EXCERPT TO READ
○ ○ ○ ○ ○ ○ ○
Entergy New Orleans's capitalization is balanced between equity and debt, as shown in the following table. The decrease in the debt to capital ratio is primarily due to the repayment of affiliate notes payable in May 2010 and the repayment of first mortgage bonds in July 2010, as discussed below.

September 30,
2010
December 31,
2009
Debt to capital
42.2%
54.4%
Effect of subtracting cash from debt
(19.5)%
(28.2)%
Net debt to net capital
22.7%
26.2%

Net debt consists of debt less cash and cash equivalents.  Debt consists of notes payable and long-term debt, including the currently maturing portion.  Capital consists of debt, preferred stock without sinking fund, and shareholders' equity.  Net capital consists of capital less cash and cash equivalents.  Entergy New Orleans uses the net debt to net capital ratio in analyzing its financial condition and believes it provides useful information to its investors and creditors in evaluating Entergy New Orleans's financial condition.
143

Entergy New Orleans, Inc.
Management's Financial Discussion and Analysis


Uses and Sources of Capital

See " MANAGEMENT'S FINANCIAL DISCUSSION AND ANALYSIS - Liquidity and Capital Resources " in the Form 10-K for a discussion of Entergy New Orleans's uses and sources of capital.  Entergy New Orleans is developing its capital plan for 2011 through 2013 and currently anticipates making $153 million in capital investments during that period, including approximately $106 million for maintenance of existing assets.  The remaining $47 million is associated with specific investments such as environmental compliance spending, transmission upgrades and system improvements, and other investments, such as potential opportunities through the Utility's supply plan initiatives that support its ability to meet load growth.  Additionally, Entergy New Orleans anticipates investing approximately $38 million in the continued rebuilding of its gas system damaged during Hurricane Katrina in 2005.  Following are additional updates to the information provided in the Form 10-K.

Entergy New Orleans's receivables from the money pool were as follows:

September 30,
2010
December 31,
2009
September 30,
2009
December 31,
2008
(In Thousands)
○ ○ ○ ○ ○ ○ ○
RECORDS FOR THIS TASK
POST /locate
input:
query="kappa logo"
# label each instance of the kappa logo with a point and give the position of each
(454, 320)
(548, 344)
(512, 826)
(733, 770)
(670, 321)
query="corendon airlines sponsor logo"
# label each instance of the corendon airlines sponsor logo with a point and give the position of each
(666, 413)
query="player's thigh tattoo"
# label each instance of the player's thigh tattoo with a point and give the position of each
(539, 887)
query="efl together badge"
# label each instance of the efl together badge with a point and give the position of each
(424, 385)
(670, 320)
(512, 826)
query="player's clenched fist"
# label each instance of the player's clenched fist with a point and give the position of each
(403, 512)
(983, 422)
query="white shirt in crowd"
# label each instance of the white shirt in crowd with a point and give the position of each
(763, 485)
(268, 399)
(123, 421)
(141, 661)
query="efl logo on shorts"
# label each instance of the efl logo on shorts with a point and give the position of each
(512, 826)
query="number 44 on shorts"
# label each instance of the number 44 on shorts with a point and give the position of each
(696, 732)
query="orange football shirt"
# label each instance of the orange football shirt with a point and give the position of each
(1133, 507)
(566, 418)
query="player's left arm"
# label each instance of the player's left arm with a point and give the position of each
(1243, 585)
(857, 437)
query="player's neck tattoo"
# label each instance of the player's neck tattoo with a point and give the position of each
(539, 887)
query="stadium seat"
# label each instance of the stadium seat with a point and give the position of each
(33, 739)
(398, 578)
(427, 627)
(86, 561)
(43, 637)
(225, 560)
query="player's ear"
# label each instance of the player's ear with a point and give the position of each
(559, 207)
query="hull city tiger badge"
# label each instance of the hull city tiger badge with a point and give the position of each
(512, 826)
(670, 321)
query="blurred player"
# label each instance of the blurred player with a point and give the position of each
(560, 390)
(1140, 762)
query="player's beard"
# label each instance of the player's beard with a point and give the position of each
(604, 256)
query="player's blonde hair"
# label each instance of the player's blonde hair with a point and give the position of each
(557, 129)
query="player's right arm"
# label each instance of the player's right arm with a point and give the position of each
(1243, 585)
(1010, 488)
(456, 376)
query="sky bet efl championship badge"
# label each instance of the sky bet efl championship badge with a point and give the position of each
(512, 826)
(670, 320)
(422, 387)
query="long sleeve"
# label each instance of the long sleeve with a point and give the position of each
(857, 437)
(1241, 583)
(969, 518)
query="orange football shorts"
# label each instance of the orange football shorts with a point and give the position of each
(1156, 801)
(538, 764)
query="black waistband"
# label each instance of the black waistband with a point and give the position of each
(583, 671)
○ ○ ○ ○ ○ ○ ○
SET TASKS
**1)** List every line of the listing that contains "kappa", matching case exactly.
**2)** Continue the Entergy New Orleans financial discussion from the point where it ends.

WRITTEN RESPONSES
**1)**
query="kappa logo"
# label each instance of the kappa logo with a point and give the position of each

**2)**
$34,940
$66,149
$51,609
$60,093

See Note 4 to the financial statements in the Form 10-K for a description of the money pool.

Pursuant to its plan of reorganization, in May 2007, Entergy New Orleans issued notes due in three years in satisfaction of its affiliate prepetition accounts payable (approximately $74 million, including interest), including its indebtedness to the Entergy System money pool.  In May 2010, Entergy New Orleans repaid, at maturity, the notes payable.

On July 1, 2010, Entergy New Orleans paid, at maturity, its $30 million of 4.98% Series first mortgage bonds.

State and Local Rate Regulation

See " MANAGEMENT'S FINANCIAL DISCUSSION AND ANALYSIS – State and Local Rate Regulation " in the Form 10-K for a discussion of state and local rate regulation.  Following is an update to that discussion.

In May 2010, Entergy New Orleans filed its electric and gas formula rate plan evaluation reports.  The filings request a $12.8 million electric base revenue decrease and a $2.4 million gas base revenue increase.  Entergy New Orleans and the City Council's Advisors have reached a settlement that would result in an $18.0 million electric base revenue decrease and zero gas base revenue change effective with the October 2010 billing cycle.  The proposed settlement received unanimous City Council Utility Committee approval on October 19, 2010 and full City Council consideration of the settlement is pending.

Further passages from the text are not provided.